▶ [PROBLEM DETAILS]:
Reproduce every line of the records below, requests included. Scale each x and y coordinate in the answers by 1.95 and round to the nearest whole number, rounding halves up.

A block of data:
════════════════

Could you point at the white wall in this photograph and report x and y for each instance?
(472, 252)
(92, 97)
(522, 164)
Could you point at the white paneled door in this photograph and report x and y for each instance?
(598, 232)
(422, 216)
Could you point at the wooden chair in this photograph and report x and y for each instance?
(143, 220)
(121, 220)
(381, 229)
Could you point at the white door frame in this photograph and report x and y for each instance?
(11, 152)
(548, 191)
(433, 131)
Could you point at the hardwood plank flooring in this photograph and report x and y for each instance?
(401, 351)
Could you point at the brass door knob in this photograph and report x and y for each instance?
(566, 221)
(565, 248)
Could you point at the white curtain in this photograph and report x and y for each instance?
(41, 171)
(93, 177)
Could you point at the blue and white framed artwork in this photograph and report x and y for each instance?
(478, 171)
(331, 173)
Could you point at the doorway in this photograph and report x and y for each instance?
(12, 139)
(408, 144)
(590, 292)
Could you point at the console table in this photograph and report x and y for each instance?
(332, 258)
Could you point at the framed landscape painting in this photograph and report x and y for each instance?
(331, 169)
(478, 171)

════════════════

▶ [THE RESPONSE]:
Could you point at the white wall in this photograph and report x and y for each instance?
(920, 491)
(179, 189)
(1018, 320)
Could you point at the white paneled door in this photograph and report x and y for each instance?
(1166, 452)
(823, 421)
Could you point at the wooden chair in this photograph and report x and y for each instance?
(279, 429)
(236, 429)
(743, 447)
Could you point at the white door frame in this photograph and report x and y for each instance?
(21, 296)
(1069, 372)
(844, 255)
Could you point at the hardwood plank flooring in this photograph and report x and y for each instance?
(782, 684)
Could you point at the brass door knob in this photograph and report x and y for each instance?
(1104, 431)
(1102, 484)
Could you point at the white curtain in this photograph and report x and y for each instance?
(80, 333)
(181, 345)
Could you point at the blue and white framed artwork in this photograph and report x and y for each instance?
(932, 333)
(645, 337)
Could you point at the doorway in this photograph and report x and y for each instance?
(23, 271)
(796, 281)
(1151, 569)
Could you point at the console table in this photograph and report x and y for each instance?
(647, 503)
Could you point at the framed landscape painting in this photograph and report x and y for each instance?
(645, 330)
(932, 333)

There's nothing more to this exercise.